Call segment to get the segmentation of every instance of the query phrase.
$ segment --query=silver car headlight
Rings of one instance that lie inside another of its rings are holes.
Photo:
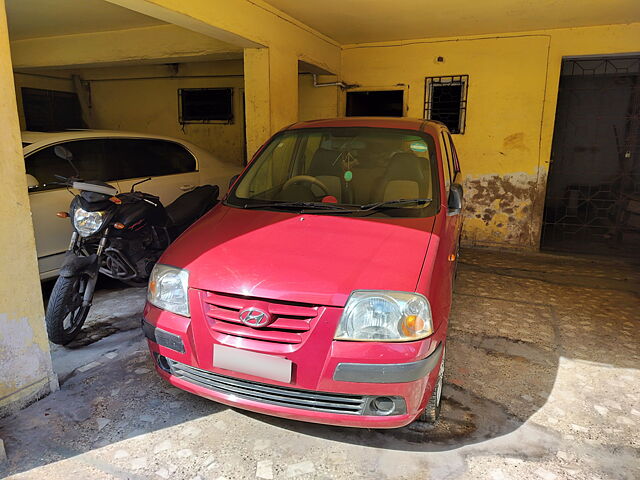
[[[336,330],[336,340],[409,342],[433,333],[429,301],[419,293],[355,290]]]
[[[87,212],[76,208],[73,212],[73,226],[81,237],[93,235],[102,227],[107,212]]]
[[[189,272],[156,263],[149,277],[147,300],[163,310],[189,317]]]

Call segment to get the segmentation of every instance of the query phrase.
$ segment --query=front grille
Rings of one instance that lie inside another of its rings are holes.
[[[238,398],[246,400],[303,410],[351,415],[362,415],[367,404],[366,397],[361,395],[316,392],[312,390],[267,385],[239,378],[226,377],[185,365],[175,360],[167,360],[169,361],[172,375],[214,392],[224,393],[225,395],[235,395]]]
[[[209,326],[215,332],[289,345],[302,343],[322,308],[213,292],[202,292],[202,302]],[[274,322],[262,328],[244,325],[239,318],[240,311],[256,305],[275,317]]]

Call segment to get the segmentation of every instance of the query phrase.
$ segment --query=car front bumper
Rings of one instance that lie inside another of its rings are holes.
[[[229,406],[306,422],[397,428],[416,419],[435,388],[441,332],[393,344],[334,341],[333,335],[324,348],[307,342],[281,355],[294,365],[292,381],[283,383],[214,367],[212,349],[194,328],[204,322],[197,315],[192,310],[189,319],[147,304],[143,328],[156,370],[178,388]],[[332,323],[330,317],[324,320]],[[329,330],[335,331],[335,324]],[[394,407],[381,413],[376,399],[390,399]]]

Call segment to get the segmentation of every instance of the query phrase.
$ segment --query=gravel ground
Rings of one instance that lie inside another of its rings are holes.
[[[173,388],[139,330],[144,289],[102,290],[82,337],[53,349],[60,391],[0,420],[0,477],[637,479],[639,287],[619,260],[465,250],[442,419],[384,431]]]

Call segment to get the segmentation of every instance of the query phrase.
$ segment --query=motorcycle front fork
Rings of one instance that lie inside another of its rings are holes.
[[[87,280],[86,285],[84,286],[84,292],[82,293],[82,305],[87,307],[91,305],[91,301],[93,300],[93,293],[96,289],[96,282],[98,281],[98,271],[100,270],[100,259],[102,257],[102,252],[104,252],[105,247],[107,246],[107,234],[109,233],[109,229],[104,231],[102,238],[100,238],[100,243],[98,243],[98,250],[96,251],[96,255],[98,256],[96,262],[96,271],[93,275],[89,275],[89,280]],[[78,232],[73,232],[71,234],[71,242],[69,242],[69,251],[75,251],[76,243],[78,241]]]

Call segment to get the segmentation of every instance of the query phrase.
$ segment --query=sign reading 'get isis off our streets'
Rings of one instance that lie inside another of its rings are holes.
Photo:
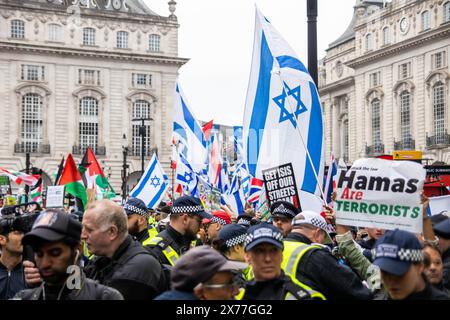
[[[422,232],[425,169],[411,161],[359,159],[336,179],[336,223]]]

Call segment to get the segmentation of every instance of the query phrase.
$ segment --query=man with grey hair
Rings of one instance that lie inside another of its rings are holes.
[[[151,300],[164,286],[159,262],[128,234],[124,209],[110,200],[89,205],[81,239],[96,257],[86,275],[117,289],[125,300]]]

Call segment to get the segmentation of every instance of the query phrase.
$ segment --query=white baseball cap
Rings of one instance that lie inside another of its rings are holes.
[[[329,234],[328,224],[319,213],[311,210],[304,210],[292,219],[293,229],[295,229],[296,226],[301,226],[304,224],[309,224],[323,230],[326,234],[325,244],[333,243],[333,240],[331,240],[331,236]]]

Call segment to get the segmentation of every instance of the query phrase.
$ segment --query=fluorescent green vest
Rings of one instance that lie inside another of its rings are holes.
[[[158,246],[161,245],[161,243],[164,241],[163,238],[161,237],[153,237],[153,238],[148,238],[147,240],[145,240],[142,245],[143,246]],[[169,261],[171,266],[174,266],[175,263],[178,261],[178,259],[180,259],[179,254],[169,245],[167,246],[161,246],[161,248],[163,248],[162,252],[164,254],[164,256],[166,257],[166,259]]]
[[[281,268],[284,270],[284,272],[291,277],[291,279],[301,286],[303,289],[308,291],[310,295],[313,298],[326,300],[325,296],[312,289],[311,287],[307,286],[304,283],[301,283],[297,279],[297,267],[300,263],[300,260],[302,259],[303,255],[311,250],[311,249],[320,249],[320,246],[314,246],[314,245],[308,245],[302,242],[297,241],[283,241],[284,243],[284,250],[283,250],[283,262],[281,263]]]

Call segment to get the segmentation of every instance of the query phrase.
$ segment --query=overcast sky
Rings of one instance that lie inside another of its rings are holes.
[[[162,16],[168,0],[144,0]],[[242,125],[253,50],[255,3],[307,65],[306,0],[176,0],[180,84],[200,120]],[[318,57],[347,28],[356,0],[318,0]]]

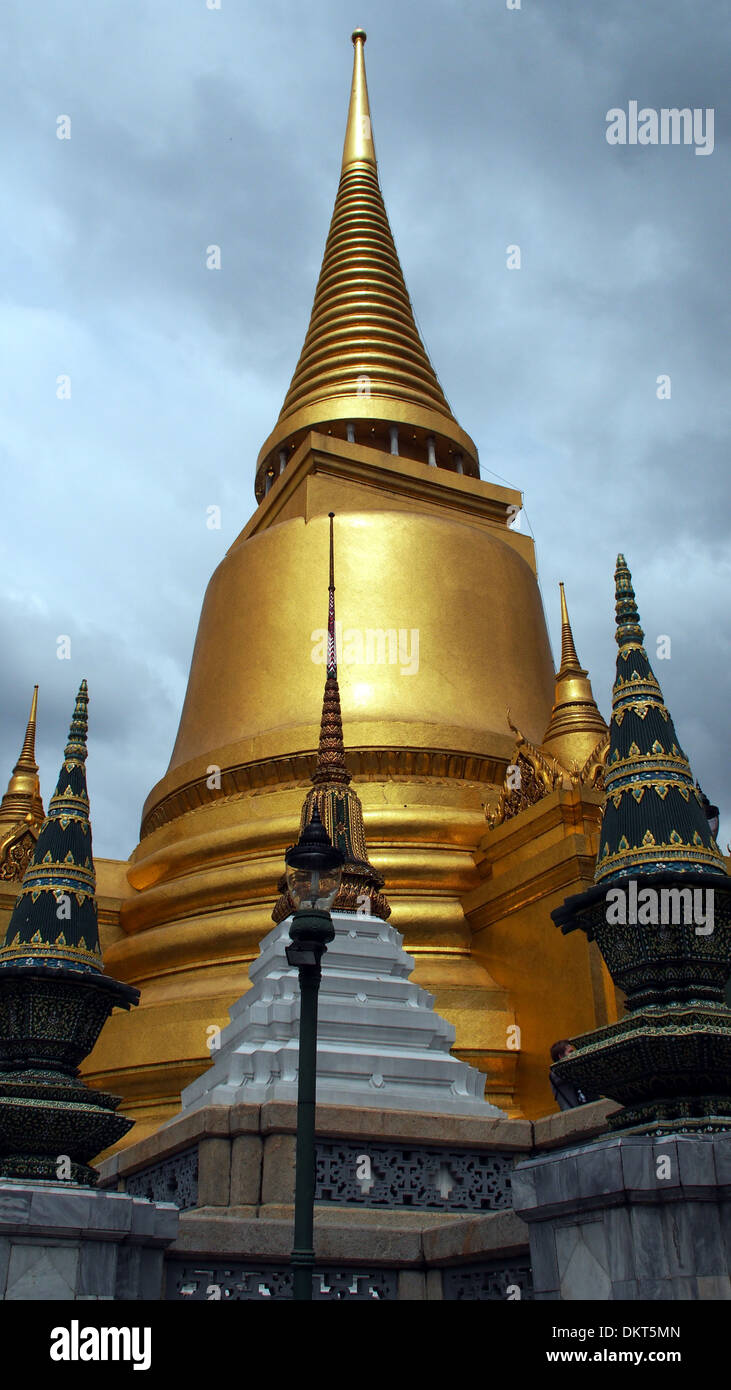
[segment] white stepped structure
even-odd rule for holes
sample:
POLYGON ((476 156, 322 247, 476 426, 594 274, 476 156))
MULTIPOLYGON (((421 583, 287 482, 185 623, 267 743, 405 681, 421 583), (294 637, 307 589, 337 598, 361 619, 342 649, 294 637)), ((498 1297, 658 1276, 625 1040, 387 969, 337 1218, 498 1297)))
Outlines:
MULTIPOLYGON (((297 1099, 300 991, 285 955, 291 918, 261 943, 251 988, 230 1009, 213 1065, 182 1093, 203 1105, 297 1099)), ((503 1116, 484 1100, 485 1078, 453 1057, 455 1029, 409 981, 414 961, 379 917, 333 912, 322 960, 317 1101, 432 1114, 503 1116)))

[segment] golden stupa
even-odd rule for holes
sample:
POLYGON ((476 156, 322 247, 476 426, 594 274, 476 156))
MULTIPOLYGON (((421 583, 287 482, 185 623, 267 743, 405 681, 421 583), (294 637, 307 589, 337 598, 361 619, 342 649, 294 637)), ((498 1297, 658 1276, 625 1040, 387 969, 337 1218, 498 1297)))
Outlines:
POLYGON ((563 595, 554 676, 533 543, 509 524, 521 495, 480 478, 421 342, 362 30, 353 43, 335 209, 258 505, 208 585, 139 845, 97 861, 105 965, 141 1001, 85 1074, 123 1096, 134 1139, 207 1065, 272 925, 318 747, 330 512, 348 770, 413 978, 511 1115, 553 1108, 557 1037, 617 1016, 596 948, 550 918, 593 878, 606 726, 563 595))
POLYGON ((23 746, 8 789, 0 801, 0 884, 20 883, 43 824, 45 812, 36 762, 38 686, 33 689, 23 746))

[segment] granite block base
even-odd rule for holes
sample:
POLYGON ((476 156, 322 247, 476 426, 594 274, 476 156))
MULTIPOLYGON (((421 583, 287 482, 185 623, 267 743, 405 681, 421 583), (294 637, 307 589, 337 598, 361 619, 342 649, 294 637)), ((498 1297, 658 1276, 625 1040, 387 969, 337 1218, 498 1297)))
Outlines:
POLYGON ((0 1180, 0 1298, 159 1299, 177 1207, 62 1182, 0 1180))
POLYGON ((627 1135, 513 1171, 540 1299, 731 1300, 731 1135, 627 1135))

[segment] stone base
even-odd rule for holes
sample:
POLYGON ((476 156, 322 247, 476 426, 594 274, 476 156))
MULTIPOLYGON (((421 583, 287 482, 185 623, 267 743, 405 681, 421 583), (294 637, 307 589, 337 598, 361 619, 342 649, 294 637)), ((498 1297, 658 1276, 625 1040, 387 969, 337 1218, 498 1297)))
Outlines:
MULTIPOLYGON (((514 1165, 602 1132, 613 1108, 533 1125, 318 1105, 315 1298, 530 1298, 514 1165)), ((180 1206, 165 1298, 291 1298, 296 1123, 291 1102, 207 1106, 100 1164, 102 1186, 180 1206)))
POLYGON ((178 1220, 123 1192, 0 1179, 0 1298, 159 1299, 178 1220))
POLYGON ((538 1299, 731 1299, 731 1137, 627 1135, 517 1165, 538 1299))

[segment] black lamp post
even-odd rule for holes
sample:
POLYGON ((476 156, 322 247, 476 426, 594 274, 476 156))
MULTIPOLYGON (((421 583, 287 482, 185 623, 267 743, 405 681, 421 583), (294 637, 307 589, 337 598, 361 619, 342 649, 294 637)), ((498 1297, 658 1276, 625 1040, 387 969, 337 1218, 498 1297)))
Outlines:
POLYGON ((312 1299, 315 1264, 315 1093, 317 1087, 317 995, 320 962, 335 936, 330 908, 337 897, 343 855, 335 849, 317 806, 299 843, 284 856, 287 886, 295 905, 287 960, 300 981, 300 1043, 297 1082, 297 1157, 292 1272, 294 1297, 312 1299))

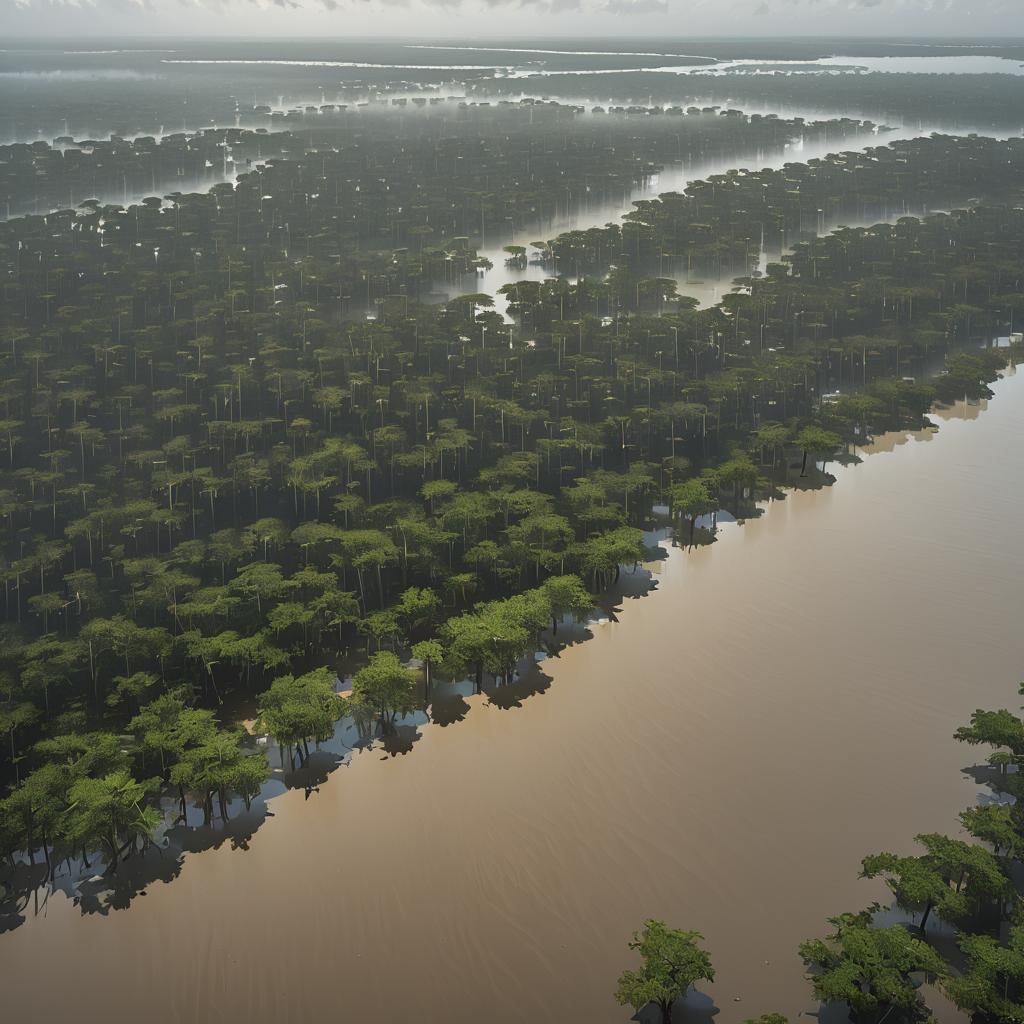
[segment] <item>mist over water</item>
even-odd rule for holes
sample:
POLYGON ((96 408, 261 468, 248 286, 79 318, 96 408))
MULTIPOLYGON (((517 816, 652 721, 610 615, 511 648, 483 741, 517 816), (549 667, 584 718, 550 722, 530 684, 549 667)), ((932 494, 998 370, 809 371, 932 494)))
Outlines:
MULTIPOLYGON (((409 85, 443 92, 501 86, 508 80, 531 81, 540 90, 574 98, 569 83, 548 78, 598 75, 614 83, 610 92, 631 89, 650 75, 678 80, 679 99, 689 102, 695 81, 741 83, 755 78, 850 78, 865 76, 1019 77, 1024 74, 1024 47, 993 41, 938 48, 907 41, 880 44, 851 40, 691 40, 666 45, 623 44, 605 40, 566 40, 541 45, 536 40, 481 40, 445 44, 381 40, 178 40, 167 46, 141 43, 114 48, 80 41, 40 45, 19 42, 0 50, 0 141, 53 138, 70 130, 76 137, 105 138, 152 133, 161 124, 171 130, 227 123, 236 100, 256 104, 332 102, 339 90, 363 87, 367 95, 395 91, 396 77, 409 85), (589 42, 590 45, 586 45, 589 42), (507 46, 507 49, 504 48, 507 46), (538 48, 533 48, 538 47, 538 48), (980 49, 988 52, 979 52, 980 49), (478 58, 478 59, 477 59, 478 58), (134 82, 139 91, 125 94, 134 82), (67 85, 74 85, 70 92, 67 85), (230 104, 230 108, 228 107, 230 104), (153 115, 149 112, 152 111, 153 115), (223 111, 223 112, 221 112, 223 111), (220 112, 220 113, 218 113, 220 112), (155 116, 159 115, 159 116, 155 116), (212 118, 211 118, 212 115, 212 118), (67 128, 67 122, 71 122, 67 128)), ((649 42, 653 42, 649 41, 649 42)), ((636 87, 642 92, 643 85, 636 87)), ((792 101, 773 98, 778 113, 792 101)), ((604 102, 604 89, 590 97, 604 102)), ((696 89, 697 95, 700 88, 696 89)), ((854 94, 851 94, 854 95, 854 94)), ((760 100, 758 101, 760 102, 760 100)), ((753 101, 738 103, 753 109, 753 101)), ((819 111, 820 112, 820 111, 819 111)), ((844 109, 848 116, 860 116, 844 109)), ((877 117, 878 111, 867 111, 877 117)))

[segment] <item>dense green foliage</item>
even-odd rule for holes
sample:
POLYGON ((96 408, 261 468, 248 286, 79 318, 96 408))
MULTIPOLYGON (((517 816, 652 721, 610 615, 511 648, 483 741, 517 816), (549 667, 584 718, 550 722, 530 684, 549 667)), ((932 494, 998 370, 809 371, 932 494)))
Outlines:
POLYGON ((629 943, 643 960, 639 970, 624 971, 615 998, 623 1006, 642 1010, 655 1003, 662 1024, 672 1024, 672 1006, 698 981, 714 981, 711 958, 701 948, 703 936, 648 921, 629 943))
POLYGON ((800 946, 805 963, 813 964, 814 994, 822 1002, 845 1002, 858 1021, 914 1019, 918 1015, 917 985, 911 977, 944 977, 942 957, 900 925, 875 927, 869 912, 832 918, 835 933, 800 946))

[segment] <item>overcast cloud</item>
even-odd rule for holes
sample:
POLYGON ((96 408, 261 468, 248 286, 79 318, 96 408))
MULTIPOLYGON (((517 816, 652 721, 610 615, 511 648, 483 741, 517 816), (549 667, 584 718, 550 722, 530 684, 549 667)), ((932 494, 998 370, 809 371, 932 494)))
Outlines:
POLYGON ((0 39, 1024 35, 1024 0, 0 0, 0 39))

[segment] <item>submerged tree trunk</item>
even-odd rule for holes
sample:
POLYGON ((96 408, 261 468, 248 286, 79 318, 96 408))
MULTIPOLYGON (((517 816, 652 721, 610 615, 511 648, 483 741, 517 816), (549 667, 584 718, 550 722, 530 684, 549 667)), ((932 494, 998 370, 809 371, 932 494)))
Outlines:
POLYGON ((928 915, 932 912, 932 901, 929 900, 924 907, 924 913, 921 915, 921 931, 924 931, 924 926, 928 923, 928 915))
POLYGON ((104 873, 109 875, 112 871, 116 871, 117 865, 121 863, 121 851, 117 846, 117 836, 113 832, 107 836, 106 844, 110 849, 110 861, 104 873))

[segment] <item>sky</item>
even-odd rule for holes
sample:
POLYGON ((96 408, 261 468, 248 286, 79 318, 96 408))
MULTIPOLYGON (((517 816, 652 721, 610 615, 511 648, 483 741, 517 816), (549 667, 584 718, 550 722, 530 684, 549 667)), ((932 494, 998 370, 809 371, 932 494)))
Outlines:
POLYGON ((16 36, 1024 36, 1024 0, 0 0, 16 36))

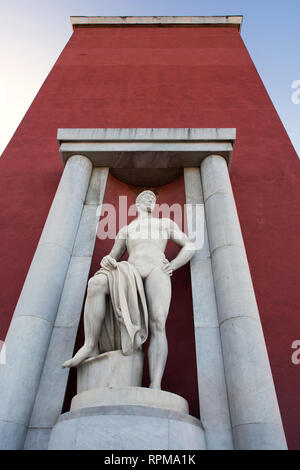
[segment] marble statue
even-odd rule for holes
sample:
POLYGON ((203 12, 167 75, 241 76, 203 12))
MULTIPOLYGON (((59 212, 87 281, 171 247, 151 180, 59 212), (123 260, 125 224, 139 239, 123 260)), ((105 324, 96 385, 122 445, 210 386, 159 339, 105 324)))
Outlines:
POLYGON ((155 203, 152 191, 138 195, 137 218, 119 231, 101 269, 89 280, 85 342, 63 367, 78 366, 99 351, 121 349, 123 354, 131 354, 146 341, 149 328, 150 388, 161 388, 168 354, 165 323, 171 300, 170 277, 192 258, 196 247, 171 219, 152 216, 155 203), (170 262, 164 255, 168 239, 181 247, 170 262), (126 249, 128 261, 118 262, 126 249))

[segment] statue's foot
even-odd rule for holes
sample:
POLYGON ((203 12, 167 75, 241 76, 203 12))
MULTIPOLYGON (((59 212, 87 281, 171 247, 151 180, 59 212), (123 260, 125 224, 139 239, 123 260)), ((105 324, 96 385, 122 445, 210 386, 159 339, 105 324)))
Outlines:
MULTIPOLYGON (((77 361, 74 360, 75 358, 69 359, 68 361, 65 361, 61 366, 63 369, 66 369, 67 367, 75 367, 77 366, 77 361)), ((79 363, 78 363, 79 364, 79 363)))
POLYGON ((82 346, 79 351, 75 354, 72 359, 64 362, 62 364, 62 368, 65 369, 67 367, 77 367, 81 362, 85 361, 89 357, 94 357, 99 354, 98 347, 97 348, 87 348, 86 346, 82 346))

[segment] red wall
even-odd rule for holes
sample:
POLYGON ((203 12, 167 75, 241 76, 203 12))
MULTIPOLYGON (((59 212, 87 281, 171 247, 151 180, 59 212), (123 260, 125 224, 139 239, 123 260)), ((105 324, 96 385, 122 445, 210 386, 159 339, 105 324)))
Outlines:
POLYGON ((62 172, 58 127, 237 128, 231 179, 289 446, 300 448, 299 162, 237 29, 75 30, 0 161, 0 339, 62 172))

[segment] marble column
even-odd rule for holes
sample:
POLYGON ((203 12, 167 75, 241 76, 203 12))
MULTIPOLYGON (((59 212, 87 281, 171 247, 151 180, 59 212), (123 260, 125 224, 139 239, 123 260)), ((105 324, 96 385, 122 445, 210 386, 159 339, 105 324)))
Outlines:
POLYGON ((88 158, 68 160, 11 321, 0 367, 2 449, 24 445, 91 172, 88 158))
POLYGON ((200 418, 207 449, 231 450, 231 423, 199 168, 184 169, 184 184, 188 234, 197 247, 190 269, 200 418))
POLYGON ((286 449, 276 392, 227 163, 201 164, 235 449, 286 449))

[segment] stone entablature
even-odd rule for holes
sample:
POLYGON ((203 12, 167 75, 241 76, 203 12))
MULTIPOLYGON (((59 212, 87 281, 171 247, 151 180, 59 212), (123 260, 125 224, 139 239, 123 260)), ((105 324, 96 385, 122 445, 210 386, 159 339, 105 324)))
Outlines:
POLYGON ((231 163, 234 128, 58 129, 65 165, 72 155, 84 155, 95 167, 109 167, 128 184, 158 186, 199 167, 211 154, 231 163))

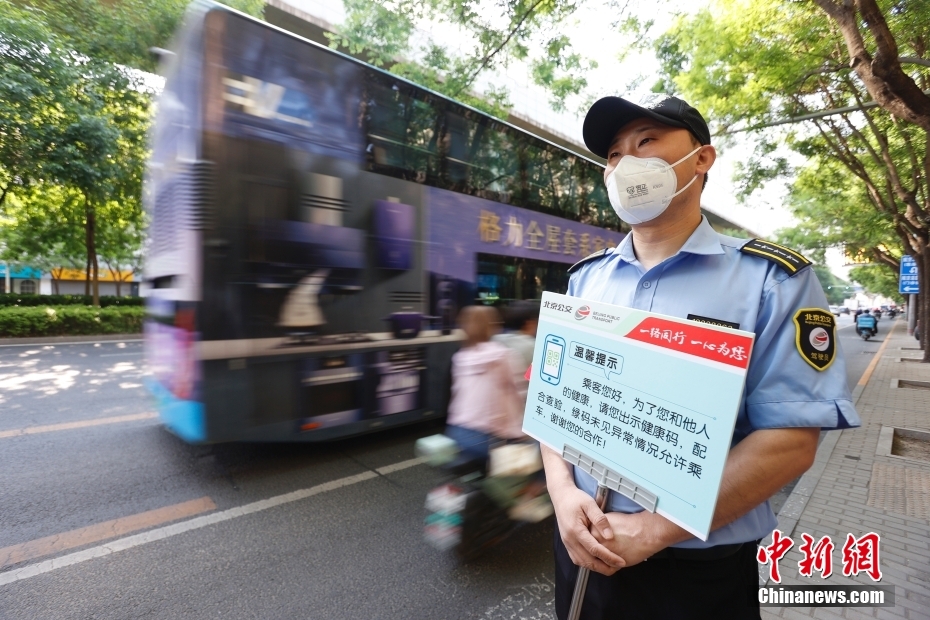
☆ ☆ ☆ ☆ ☆ ☆ ☆
• _Exercise goal_
Look through the entries above. Copy each line in which the string "statue" occurs.

• _Written response_
[segment] marble statue
[segment] statue's foot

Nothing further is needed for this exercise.